Le Commandant Courageux

Hissé de l’abîme où il repose par le récital polyphonique de la menue gent ailé, l’Embrasé Irradiant va sous peu reprendre du service pour éclairer le jour du Seigneur. Dixit le ciel pâlissant et trace la pétarade grêle d’une moto, tandis que le nouveau vigile en service chez un voisin, de l’autre côté de la rue, rivalise de sa flûte artisanale avec les joyeux trilles des oiseaux perchés dans les frondaisons aux alentours. Ne sont-ils pas dans le vaste domaine du vivant des lanceurs d’alerte ? C’est d’avoir constaté la disparition de ce fragile chœur que Rachel Carlson commettra en 1961 Silent Spring, livre culte de l’écologisme. Me dirigeant vers mon mouillage la semaine dernière et mon pain chargé avec du foie de volaille, en fin d’après-midi, témoin je fus alors d’un évènement rarissime, hautement improbable. Collision insonore entre un de ces solistes à plumes fusant en travers de la chaussée et une polluante Chinoise à deux roues allant son chemin perpendiculaire. Tout à sa survie compliquée par ces circonstances virales et aux urgences le pressant, le brave débrouillard, dessus juché, ne s’en est même pas aperçu et a continué sur sa lancée, laissant sur le carreau un petit oiseau blessé. Je l’ai ramassé et posé délicatement au pied d’un mur, à l’abri du flux de passants certes moins dense depuis le début du Confinement. Aura-t-il survécu ?

Au registre des illustrations l’agrémentant et fournissant à bon escient des indices visuels au précoce fouineur, le gros et lourd dictionnaire Larousse qui accompagna mes premiers pas dans le royaume luxuriant de la lecture comportait une page dédiée à la marine de guerre et à laquelle je me rendais souvent. Cuirassé, destroyer, frégate, corvette, croiseur, porte-avion, sous-marin, etc., ce lexique et ces représentations embarquèrent mon imagination fertile dans des aventures palpitantes. De tous ces bâtiments, le porte-avions était le plus fascinant et il me revient à l’instant même l’USS Forrestal, ce fleuron de la 7ème flotte américaine ultra médiatisé par le Pentagone. Mis à l’eau en 1954 et entré en service l’année d’après, le 1er Octobre, il fut déployé alors sur divers théâtres de l’absurde guerre froide, y compris le Vietnam.

········

▶ _À faire_: Recopiez mot pour mot le passage de l'extrait du document ci-dessus qui s'ouvre sur les mots contenant « Au registre des » et se termine par « compris le Vietnam. ».

▶ _Lignes affichées_:
········

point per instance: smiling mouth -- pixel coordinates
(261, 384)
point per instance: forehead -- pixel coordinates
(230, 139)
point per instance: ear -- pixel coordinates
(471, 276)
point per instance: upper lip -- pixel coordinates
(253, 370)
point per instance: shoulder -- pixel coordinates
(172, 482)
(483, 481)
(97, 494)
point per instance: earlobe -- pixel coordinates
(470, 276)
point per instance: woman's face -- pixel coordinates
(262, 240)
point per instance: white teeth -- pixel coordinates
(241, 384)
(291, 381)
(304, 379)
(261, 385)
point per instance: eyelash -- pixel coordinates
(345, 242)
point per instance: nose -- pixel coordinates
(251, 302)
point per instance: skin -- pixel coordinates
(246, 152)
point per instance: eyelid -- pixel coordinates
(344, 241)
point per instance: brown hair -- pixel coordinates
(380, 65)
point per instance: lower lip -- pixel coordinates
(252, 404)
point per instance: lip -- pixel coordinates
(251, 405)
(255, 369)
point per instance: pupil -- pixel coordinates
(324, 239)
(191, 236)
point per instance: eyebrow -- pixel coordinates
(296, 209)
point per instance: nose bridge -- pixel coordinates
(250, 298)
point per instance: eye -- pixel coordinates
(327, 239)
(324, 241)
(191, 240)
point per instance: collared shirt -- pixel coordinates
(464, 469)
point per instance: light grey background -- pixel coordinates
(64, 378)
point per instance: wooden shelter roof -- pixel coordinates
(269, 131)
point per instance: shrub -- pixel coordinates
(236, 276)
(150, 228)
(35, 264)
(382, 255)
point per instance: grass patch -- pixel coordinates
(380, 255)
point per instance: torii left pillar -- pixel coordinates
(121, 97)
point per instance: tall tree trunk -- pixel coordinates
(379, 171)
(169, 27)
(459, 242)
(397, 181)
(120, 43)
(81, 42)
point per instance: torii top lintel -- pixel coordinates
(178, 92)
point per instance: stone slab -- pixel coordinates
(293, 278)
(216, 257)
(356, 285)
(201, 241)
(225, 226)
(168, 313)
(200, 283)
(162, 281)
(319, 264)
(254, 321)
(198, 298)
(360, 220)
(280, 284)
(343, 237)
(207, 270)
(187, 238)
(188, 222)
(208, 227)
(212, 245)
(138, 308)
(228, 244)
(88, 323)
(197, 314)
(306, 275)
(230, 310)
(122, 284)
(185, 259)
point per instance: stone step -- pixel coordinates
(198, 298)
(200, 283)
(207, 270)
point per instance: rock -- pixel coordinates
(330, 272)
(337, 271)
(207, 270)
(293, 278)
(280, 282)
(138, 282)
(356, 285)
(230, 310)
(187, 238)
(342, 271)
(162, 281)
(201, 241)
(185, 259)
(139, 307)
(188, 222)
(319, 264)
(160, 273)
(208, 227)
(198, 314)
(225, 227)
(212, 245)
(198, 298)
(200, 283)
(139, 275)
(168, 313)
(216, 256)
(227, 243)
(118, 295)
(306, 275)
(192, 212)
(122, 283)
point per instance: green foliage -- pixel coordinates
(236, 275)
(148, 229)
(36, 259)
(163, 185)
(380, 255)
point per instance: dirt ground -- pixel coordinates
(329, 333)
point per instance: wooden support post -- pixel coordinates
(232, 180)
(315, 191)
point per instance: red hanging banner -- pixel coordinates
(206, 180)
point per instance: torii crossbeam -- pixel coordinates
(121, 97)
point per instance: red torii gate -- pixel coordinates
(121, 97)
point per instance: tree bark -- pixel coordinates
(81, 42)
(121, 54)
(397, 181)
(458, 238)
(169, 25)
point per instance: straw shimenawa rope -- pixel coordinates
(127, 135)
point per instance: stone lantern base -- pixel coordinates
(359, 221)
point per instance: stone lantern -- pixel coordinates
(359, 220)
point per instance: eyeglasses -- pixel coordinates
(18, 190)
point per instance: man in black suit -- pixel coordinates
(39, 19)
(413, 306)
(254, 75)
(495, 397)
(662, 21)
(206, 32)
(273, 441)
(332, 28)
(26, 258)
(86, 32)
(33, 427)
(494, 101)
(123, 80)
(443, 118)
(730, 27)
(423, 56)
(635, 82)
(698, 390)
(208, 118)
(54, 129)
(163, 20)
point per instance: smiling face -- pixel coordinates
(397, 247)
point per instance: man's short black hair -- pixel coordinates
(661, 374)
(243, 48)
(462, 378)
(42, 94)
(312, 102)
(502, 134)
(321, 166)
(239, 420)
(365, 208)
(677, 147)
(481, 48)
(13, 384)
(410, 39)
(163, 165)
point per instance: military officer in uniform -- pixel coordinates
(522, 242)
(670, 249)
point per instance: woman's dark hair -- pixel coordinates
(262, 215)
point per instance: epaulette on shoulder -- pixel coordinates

········

▶ _Réponse_:
Au registre des illustrations l’agrémentant et fournissant à bon escient des indices visuels au précoce fouineur, le gros et lourd dictionnaire Larousse qui accompagna mes premiers pas dans le royaume luxuriant de la lecture comportait une page dédiée à la marine de guerre et à laquelle je me rendais souvent. Cuirassé, destroyer, frégate, corvette, croiseur, porte-avion, sous-marin, etc., ce lexique et ces représentations embarquèrent mon imagination fertile dans des aventures palpitantes. De tous ces bâtiments, le porte-avions était le plus fascinant et il me revient à l’instant même l’USS Forrestal, ce fleuron de la 7ème flotte américaine ultra médiatisé par le Pentagone. Mis à l’eau en 1954 et entré en service l’année d’après, le 1er Octobre, il fut déployé alors sur divers théâtres de l’absurde guerre froide, y compris le Vietnam.